Zu erledigende Aufgabe.
Kannst du den Text über den Palazzo Grassi im Anschluss an seinen letzten Satz weiterschreiben?

Text.
= = = = = = =
Bauzeit: | 1745-1772 |
Architekt: | Giorgio Massari |
Adresse: | San Marco 3251 |
Nutzung: | Museum |
Auf Gesamtkarte: | lokalisieren |
Von 1732 bis 1745 kauften die Brüder Angelo und Zuanne (Giovanni) Grassi mehere bebaute Grundstücke am Canal Grande in der Pfarrei von San Samuele. Ab 1748 wurde mit dem Bau des neuen Palasts begonnen, der - wie viele andere Palazzi - der architektonische Ausdruck des gesellschaftlichen Aufstiegs der Auftraggeber war: die ursprünglich aus Bologna stammende Familie Grassi war erst 1718 durch die Zahlung von 60000 Dukaten in das venezianische Patriziat aufgenommen worden, und dies sollte nun baulich auch in einem entsprechenden Palast seinen Niederschlag finden. Tatsächlich handelt es sich bei dem erst 1772 beenden Gebäude um den letzten Großpalast, der in der Repubblica Serenissima entstanden ist. Seit Moschini schreibt die Kunstgeschichte aus stilkritischen Gründen die Architektur Giorgio Massari zu. Die Zuschreibung ist plausibel. Genaue Details sind durch den Verlust des Archivs der Grassi allerdings nicht mehr in Erfahrung zu bringen.
Interessant wird die "klassizistische" Architektur des Palasts besonders im Vergleich mit der schräg gegenüberliegenden Ca'Rezzonico, die derselbe Architekt als Nachfolger des verstorbenen Baldassarre Longhena vollendet hatte. Ist bei Longhena die Dreiteiligkeit der tradierten venezianischen Palastfassade in den Obergeschossen nicht mehr vorhanden, so rekurriert Massari - wie andere klassizistische Architekten - wieder auf das dreiteilige Schema. Über einer zentralen serliana mit Wappen im Erdgeschoß ist eine fünfbogige Loggia angeordnet; der zweite piano nobile besitzt im Gegensatz zum ersten keine Fenster mit Rundbogen. Parallelitäten zu Andrea Palladios Palazzo Chiericati in Vicenza sind besonders im 2. piano nobile nicht zu übersehen. Ein zentraler, heute glasüberdachter Innenhof mit Prunktreppe enthält als eines der letzten überkommenen dekorativen Elemente freskierte Empfangsszenen von Michelangelo Morlaiter und Reliefs von Gian Maria Morlaiter. Das von einer 1909 geschaffenen Stuckdekoration im Stile des Neorokoko eingefaßte allegorische Deckenfresko des Treppenhauses stammt von Giambattista Canal (um 1780).
1844 wurde das Gebäude für 176.000 (österreichische) Lire verkauft und im Zuge der Wertsteigerung und der damit verbundenen allgemeinen Spekulationslust im Bauwesen in dieser Zeit (Pemble, John: Venice Rediscovered. Oxford 1996) ein Jahr später für 240.000 Lire an einen österreichischen Maler weiterverkauft, der das Gebäude in ein Hotel umbauen ließ. Ab 1857 wurde der Palast durch den neuen Eigentümer Baron De Sina radikal umgebaut. Dabei ging der noch vorhandene Dekor des Settecento bis auf wenige Ausnahmen verloren. 1908 erwarb der Industrielle Giovanni Stucky den Bau. 1949 fand ein erster Umbau zu Ausstellungszwecken durch die Società Immobiliare Veneta statt, ab 1978 beherbergte der palazzo das Istituto/Centro di Cultura di Palazzo Grassi. Die Palazzo Grassi SpA, eine Tochter der FIAT, erwarb den Bau schließlich 1984.
= = = = = = =
Fotobasierte Daten zu referenzierenden Ausdrücken:
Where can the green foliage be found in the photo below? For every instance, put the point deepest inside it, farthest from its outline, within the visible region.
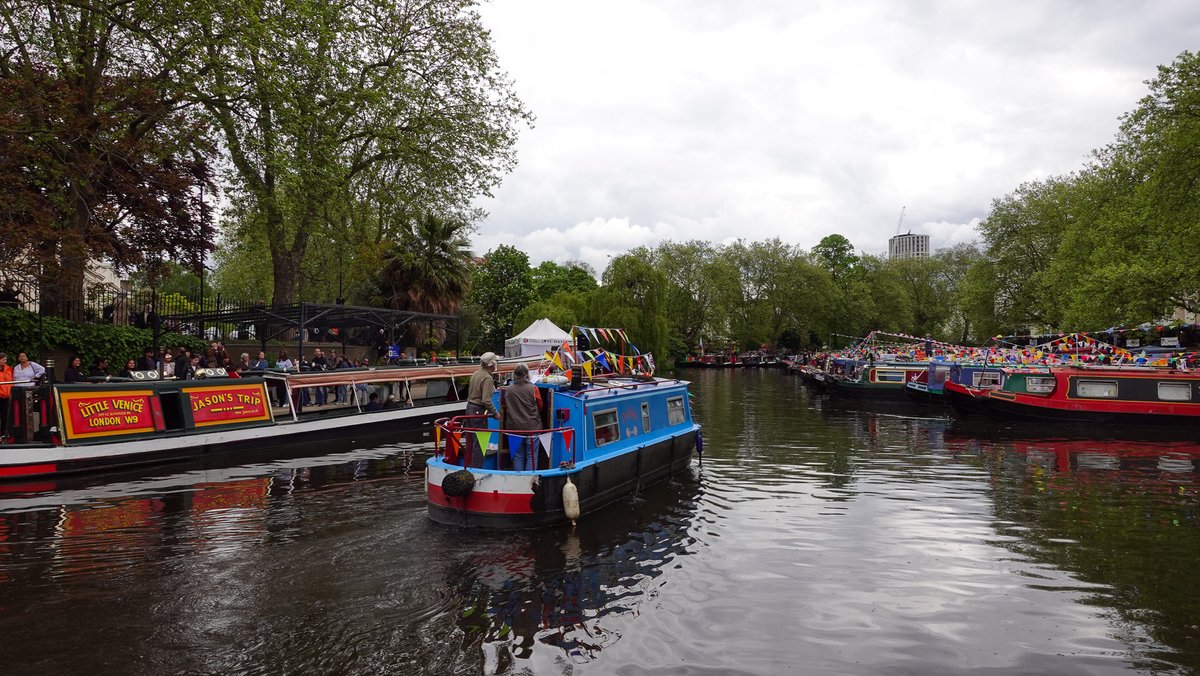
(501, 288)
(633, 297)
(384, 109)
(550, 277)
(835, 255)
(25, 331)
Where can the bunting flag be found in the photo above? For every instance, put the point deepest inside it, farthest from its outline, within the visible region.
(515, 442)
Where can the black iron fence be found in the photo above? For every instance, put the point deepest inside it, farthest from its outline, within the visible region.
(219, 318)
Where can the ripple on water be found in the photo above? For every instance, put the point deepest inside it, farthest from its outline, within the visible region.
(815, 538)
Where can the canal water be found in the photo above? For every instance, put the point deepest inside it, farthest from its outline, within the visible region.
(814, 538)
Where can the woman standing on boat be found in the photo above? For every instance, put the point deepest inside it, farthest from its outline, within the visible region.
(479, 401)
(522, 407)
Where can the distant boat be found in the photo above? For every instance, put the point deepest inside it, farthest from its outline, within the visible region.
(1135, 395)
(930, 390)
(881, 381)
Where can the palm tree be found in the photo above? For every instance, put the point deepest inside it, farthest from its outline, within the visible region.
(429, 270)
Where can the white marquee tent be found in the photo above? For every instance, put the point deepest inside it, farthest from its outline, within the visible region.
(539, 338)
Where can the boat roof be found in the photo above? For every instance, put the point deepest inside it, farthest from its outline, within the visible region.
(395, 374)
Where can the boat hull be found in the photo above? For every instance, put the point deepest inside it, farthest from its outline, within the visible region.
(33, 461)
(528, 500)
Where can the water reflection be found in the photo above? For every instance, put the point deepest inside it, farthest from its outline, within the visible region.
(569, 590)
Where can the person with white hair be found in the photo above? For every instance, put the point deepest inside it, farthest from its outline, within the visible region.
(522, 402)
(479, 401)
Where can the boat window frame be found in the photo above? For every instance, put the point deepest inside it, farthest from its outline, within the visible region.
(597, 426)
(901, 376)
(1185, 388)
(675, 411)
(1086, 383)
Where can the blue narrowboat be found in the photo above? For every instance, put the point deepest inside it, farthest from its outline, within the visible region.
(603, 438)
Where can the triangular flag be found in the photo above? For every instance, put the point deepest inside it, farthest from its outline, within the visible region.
= = = = = = =
Ergebnis.
Gemeinhin wird die Restaurierung durch Prof. Antonio Foscari und Gae Aulenti im Jahre 1985 zum Zwecke des Umbaus in ein Museum als gelungen bezeichnet, in der neueren wird aber auch Kritik laut: der Innenhof sei nun a gigantic foyer like that of a hotel (Pertot/Quill 2005). Neben der durch die neue Nutzung notwendige Anpassung der Statik mittels Stahlankern etc. und der starken Überarbeitung der Steinoberflächen ist allerdings besonders zu kritisieren, daß die Fenster nunmehr blind sind. Dies ist dem Charakter des Gebäudes besonders abträglich, wie der Vergleich mit den umstehenden Bauten und besonders der historisierenden Befensterung in Tafelglas der Ca'Rezzonico zeigt. Sofern dies aus rein konservatorischen Gründen für die Ausstellungen erfolgte, ist es umso weniger verständlich, daß zu Zeiten, in denen keine Exponate gezeigt werden, die Fenster nicht geöffnet werden.
Durch den Rückzug der FIAT aus dem kulturellen Leben Italiens erwarb - nach dem Willen des Bürgermeisters - die Stadt mit Mitteln der kommunalen Spielbank Anfang 2005 die Mehrheit an der Betreibergesellschaft. Mitte 2005 wurde die Beteiligungsgesellschaft bereits wieder an den französischen Industriemagnaten François Pinault weiterverkauft. Im Mai 2006 erlebte das Museum nach Umbau durch Tadao Ando eine Neueröffnung mit herausragenden Stücken aus der Sammlumg Pinaults. Pinault hat auch Interesse an der Dogana di Mar bekundet.